Available data:
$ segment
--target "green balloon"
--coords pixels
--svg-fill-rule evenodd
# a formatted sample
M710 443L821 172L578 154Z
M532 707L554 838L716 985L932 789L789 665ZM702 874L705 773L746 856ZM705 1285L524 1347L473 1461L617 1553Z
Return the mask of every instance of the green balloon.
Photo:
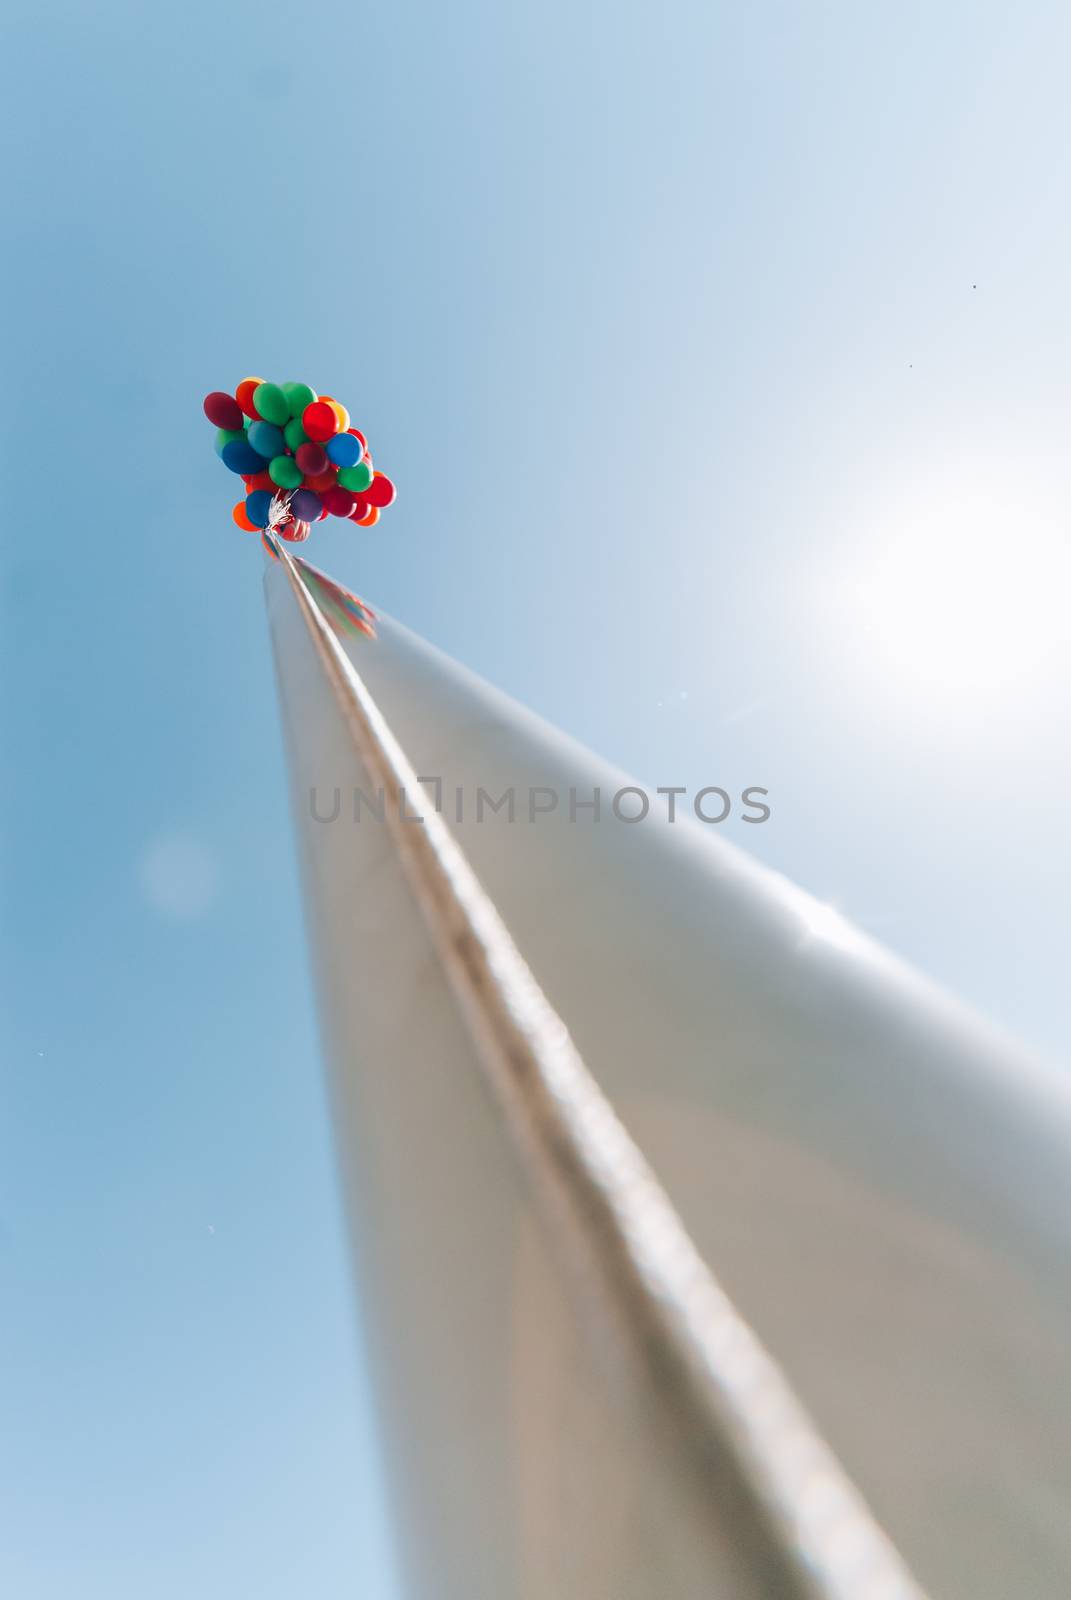
M297 489L301 484L301 468L293 456L276 456L268 467L272 483L280 489Z
M223 454L224 446L230 444L232 439L244 439L244 428L217 428L216 429L216 454Z
M355 467L339 467L338 481L344 489L363 494L372 481L372 469L367 461L358 461Z
M305 407L311 406L316 399L316 390L310 389L307 383L284 383L283 394L292 417L300 417ZM304 442L302 440L302 444Z
M253 405L258 417L274 422L277 428L281 428L290 415L286 395L277 383L258 383L253 390Z
M283 438L291 450L296 450L299 445L308 444L309 436L305 432L305 424L302 422L300 415L290 418L290 421L283 429Z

Work instruction:
Exactly as written, set down each line of the records, leaving out the pictures.

Solution for this problem:
$ segment
--target "green balloon"
--coords pixels
--svg-fill-rule evenodd
# a formatted sample
M710 443L821 172L578 154Z
M532 707L554 838L716 985L932 789L789 665ZM702 874L705 773L746 856ZM705 1285L524 1347L473 1461L617 1553Z
Return the mask of every instance of the green balloon.
Photo:
M297 489L301 484L301 468L293 456L276 456L268 467L272 483L280 489Z
M223 454L224 446L230 444L232 439L244 439L244 428L217 428L216 429L216 454Z
M355 467L339 467L338 481L344 489L363 494L372 481L372 469L367 461L358 461Z
M305 407L311 406L316 399L316 390L310 389L307 383L284 383L283 394L292 417L300 417ZM304 442L302 440L302 444Z
M253 405L258 417L274 422L277 428L281 428L290 415L286 395L277 383L258 383L253 390Z
M283 438L291 450L296 450L299 445L308 444L309 436L305 432L305 424L302 422L300 415L290 418L290 421L283 429Z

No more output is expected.